### Texto de lectura

De aquella cruz de piedra, solemne y antigua, nada se supo. La desmontaron y un día desapareció del centro del claustro, como también desapareció la espléndida fuente de piedra con escalones que era el alma de aquel jardín secreto, donde el agua entraba y salía constantemente repartiendo sus sonidos por las piedras del claustro. En los años cuarenta y cincuenta era habitual que los niños que hacían la Primera Comunión se fotografiaran delante de la cruz y de la fuente.
Hace unos años, cuando se llevó a cabo una amplia reforma del recinto, cuando se hacían las excavaciones reglamentarias salió a la luz una red hidráulica de tiempos remotos que atravesaba el suelo del claustro. Estas corrientes subterráneas pasan por debajo del suelo de La catedral y en otra época nutrían a la fuente del claustro y al pilar que antiguamente existía frente a la torre del templo, que abastecía de agua a toda la vecindad. Cuando había largos períodos de sequía y la mayoría de los surtidores de la ciudad se quedaban agotados, el manantial del templo era el único que seguía dando agua.
Lo que no se sabe con certeza es si este brote de agua nace en el mismo entorno de La Catedral o llega de fuera. En las mencionadas obras de reforma del claustro aparecieron las acequias que conducían al agua y también una red de enterramientos bajo el suelo de las que las autoridades eclesiásticas no tenían ningún conocimiento.
Las tumbas, que se encontraban en la parte sur del atrio, eran antiguas, probablemente del siglo diecisiete, cuando el jardín se utilizó también como osario. Estos restos encontrados en las últimas excavaciones se rescataron y fueron enterrados en la cripta oficial del claustro, situada en la misma entrada, en un sótano al que se accede bajando unos escalones.

### Qué hay que hacer
Continúa el texto sobre el claustro de la catedral justo después de su última frase.

### Material de apoyo

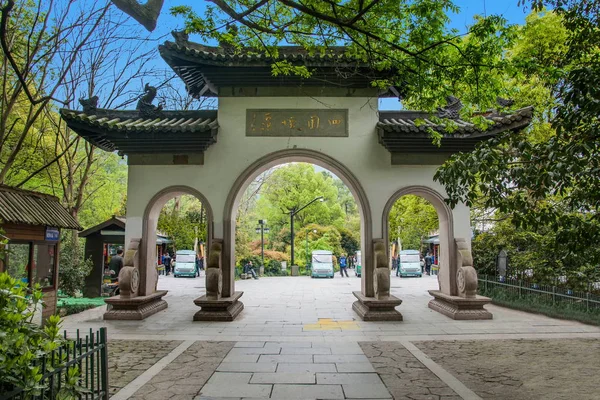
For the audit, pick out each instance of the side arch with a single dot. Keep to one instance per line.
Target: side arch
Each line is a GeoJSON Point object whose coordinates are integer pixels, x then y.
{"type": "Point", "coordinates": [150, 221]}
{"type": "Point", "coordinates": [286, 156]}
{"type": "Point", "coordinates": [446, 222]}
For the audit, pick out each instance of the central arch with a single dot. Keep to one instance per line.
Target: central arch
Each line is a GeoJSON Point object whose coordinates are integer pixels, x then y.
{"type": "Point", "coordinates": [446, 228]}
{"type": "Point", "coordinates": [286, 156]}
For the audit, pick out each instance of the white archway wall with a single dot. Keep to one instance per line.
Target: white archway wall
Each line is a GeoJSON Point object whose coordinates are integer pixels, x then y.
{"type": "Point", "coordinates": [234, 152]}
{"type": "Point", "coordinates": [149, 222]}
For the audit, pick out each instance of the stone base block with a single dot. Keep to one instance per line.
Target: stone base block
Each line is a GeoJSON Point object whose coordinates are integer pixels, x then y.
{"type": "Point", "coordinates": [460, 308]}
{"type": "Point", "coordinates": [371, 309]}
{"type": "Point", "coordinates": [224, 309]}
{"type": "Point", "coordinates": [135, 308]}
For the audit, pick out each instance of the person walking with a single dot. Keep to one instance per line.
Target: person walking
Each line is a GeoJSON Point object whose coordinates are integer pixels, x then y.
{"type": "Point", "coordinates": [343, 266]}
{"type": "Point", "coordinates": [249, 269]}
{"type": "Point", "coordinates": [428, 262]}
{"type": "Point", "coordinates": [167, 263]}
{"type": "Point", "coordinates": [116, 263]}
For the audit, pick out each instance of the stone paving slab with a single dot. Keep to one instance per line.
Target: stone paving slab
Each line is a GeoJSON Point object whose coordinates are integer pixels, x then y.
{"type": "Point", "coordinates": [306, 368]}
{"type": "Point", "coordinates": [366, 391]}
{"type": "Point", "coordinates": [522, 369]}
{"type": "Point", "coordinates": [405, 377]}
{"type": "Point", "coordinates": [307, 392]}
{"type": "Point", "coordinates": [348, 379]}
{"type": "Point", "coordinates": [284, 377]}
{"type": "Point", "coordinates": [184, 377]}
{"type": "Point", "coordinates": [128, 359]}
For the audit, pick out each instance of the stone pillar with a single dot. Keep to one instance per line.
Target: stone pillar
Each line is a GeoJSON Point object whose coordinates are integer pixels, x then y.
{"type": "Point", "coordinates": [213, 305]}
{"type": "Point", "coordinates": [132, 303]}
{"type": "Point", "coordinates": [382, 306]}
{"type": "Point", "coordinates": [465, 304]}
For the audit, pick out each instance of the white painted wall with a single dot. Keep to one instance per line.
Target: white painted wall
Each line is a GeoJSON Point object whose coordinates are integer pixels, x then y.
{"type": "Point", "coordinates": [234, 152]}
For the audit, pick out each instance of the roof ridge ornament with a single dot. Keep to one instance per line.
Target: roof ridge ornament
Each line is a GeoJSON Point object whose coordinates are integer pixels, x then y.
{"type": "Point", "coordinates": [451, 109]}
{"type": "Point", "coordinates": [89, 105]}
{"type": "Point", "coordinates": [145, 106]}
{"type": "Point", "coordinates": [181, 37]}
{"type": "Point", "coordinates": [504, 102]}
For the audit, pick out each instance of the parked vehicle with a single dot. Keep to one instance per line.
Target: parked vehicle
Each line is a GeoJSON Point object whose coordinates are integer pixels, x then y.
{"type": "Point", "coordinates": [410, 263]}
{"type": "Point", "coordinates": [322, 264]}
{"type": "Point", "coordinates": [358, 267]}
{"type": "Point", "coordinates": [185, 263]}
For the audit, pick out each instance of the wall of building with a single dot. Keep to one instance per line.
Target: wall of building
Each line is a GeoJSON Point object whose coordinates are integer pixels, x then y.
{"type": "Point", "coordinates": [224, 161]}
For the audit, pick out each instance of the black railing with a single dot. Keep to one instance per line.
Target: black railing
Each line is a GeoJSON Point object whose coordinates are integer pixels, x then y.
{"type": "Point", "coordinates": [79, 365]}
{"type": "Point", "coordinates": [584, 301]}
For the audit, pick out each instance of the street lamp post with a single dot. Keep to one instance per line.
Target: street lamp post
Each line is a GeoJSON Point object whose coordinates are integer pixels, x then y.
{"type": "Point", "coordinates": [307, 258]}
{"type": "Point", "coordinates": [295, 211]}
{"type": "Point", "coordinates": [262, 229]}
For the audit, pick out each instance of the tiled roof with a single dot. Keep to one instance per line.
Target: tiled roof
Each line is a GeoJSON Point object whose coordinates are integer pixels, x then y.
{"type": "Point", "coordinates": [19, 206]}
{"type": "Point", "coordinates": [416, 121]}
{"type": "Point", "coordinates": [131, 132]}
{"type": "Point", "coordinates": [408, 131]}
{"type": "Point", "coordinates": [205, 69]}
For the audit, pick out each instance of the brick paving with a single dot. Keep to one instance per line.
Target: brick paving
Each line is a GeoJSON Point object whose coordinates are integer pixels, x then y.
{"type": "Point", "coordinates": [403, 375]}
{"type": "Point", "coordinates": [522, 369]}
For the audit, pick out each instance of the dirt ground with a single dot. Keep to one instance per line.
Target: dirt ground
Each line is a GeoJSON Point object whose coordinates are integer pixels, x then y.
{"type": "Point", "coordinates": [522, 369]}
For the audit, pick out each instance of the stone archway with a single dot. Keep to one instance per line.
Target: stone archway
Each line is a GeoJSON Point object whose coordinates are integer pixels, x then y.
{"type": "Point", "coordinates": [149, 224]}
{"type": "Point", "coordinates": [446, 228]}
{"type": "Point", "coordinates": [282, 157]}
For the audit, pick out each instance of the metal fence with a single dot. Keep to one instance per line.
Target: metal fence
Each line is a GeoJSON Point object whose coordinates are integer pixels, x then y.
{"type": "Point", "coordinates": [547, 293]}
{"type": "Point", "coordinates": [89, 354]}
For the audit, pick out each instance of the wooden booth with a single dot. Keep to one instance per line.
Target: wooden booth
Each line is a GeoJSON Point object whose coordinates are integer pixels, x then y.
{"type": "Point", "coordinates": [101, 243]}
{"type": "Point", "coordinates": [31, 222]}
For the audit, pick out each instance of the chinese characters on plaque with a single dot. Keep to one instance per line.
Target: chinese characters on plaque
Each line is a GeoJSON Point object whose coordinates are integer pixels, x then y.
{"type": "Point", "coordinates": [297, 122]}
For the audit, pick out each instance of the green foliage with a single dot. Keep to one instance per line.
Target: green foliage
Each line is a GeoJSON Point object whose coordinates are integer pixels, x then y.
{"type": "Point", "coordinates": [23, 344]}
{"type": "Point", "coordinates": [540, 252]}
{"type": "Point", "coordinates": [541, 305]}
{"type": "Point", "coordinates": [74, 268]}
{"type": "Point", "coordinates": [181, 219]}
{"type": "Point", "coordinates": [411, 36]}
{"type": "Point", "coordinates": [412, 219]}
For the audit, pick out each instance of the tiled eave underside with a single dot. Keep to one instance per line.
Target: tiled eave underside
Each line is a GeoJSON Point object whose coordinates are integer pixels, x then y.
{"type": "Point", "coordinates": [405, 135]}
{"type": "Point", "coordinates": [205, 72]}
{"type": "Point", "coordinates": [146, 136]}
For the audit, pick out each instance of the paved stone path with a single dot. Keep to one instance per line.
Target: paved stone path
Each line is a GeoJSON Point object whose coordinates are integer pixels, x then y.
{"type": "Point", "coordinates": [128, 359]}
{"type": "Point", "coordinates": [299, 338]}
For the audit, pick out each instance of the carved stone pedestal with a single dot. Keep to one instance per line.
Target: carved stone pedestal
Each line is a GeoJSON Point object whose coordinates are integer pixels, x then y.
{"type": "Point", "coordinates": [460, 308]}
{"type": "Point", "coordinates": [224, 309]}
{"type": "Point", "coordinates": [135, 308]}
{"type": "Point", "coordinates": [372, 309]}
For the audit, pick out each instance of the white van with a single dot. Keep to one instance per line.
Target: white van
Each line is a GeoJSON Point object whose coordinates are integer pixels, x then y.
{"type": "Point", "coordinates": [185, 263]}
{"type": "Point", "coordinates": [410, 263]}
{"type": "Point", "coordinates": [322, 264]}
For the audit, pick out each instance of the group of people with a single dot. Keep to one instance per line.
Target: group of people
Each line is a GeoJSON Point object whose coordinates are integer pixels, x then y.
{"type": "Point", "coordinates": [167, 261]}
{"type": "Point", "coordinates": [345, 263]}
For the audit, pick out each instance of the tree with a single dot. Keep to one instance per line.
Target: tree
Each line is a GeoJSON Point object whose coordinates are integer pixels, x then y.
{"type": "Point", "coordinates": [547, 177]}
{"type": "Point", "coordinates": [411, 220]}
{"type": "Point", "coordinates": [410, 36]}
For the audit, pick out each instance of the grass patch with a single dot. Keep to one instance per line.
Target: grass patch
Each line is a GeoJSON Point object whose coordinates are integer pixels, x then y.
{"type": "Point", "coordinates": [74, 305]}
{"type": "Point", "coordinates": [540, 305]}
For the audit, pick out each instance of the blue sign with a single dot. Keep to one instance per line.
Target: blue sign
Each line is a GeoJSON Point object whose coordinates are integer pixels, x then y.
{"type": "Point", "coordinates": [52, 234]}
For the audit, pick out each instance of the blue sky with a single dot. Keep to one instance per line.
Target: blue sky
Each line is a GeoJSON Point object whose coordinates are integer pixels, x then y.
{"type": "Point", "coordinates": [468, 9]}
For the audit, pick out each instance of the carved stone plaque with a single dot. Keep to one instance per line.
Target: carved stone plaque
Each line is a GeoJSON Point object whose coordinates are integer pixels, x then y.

### Tu respuesta
El claustro era el pulmón de la fortaleza, la luz, el color. Después de recorrer las capillas sombrías de la Catedral, donde reinaban los silencios, el murmullo de las oraciones y la luz tímida de las velas, entrar en el claustro era como reencontrarse con un Dios más cercano y sencillo, el que estaba presente en el canto de los pájaros que revoloteaban en los árboles, el Dios que se derramaba por el manantial de agua que manaba de la fuente, el Dios que nos abría los brazos a los niños del barrio cuando en las mañanas de vacaciones nos colábamos en aquel espacio sagrado burlando la vigilancia del sacristán.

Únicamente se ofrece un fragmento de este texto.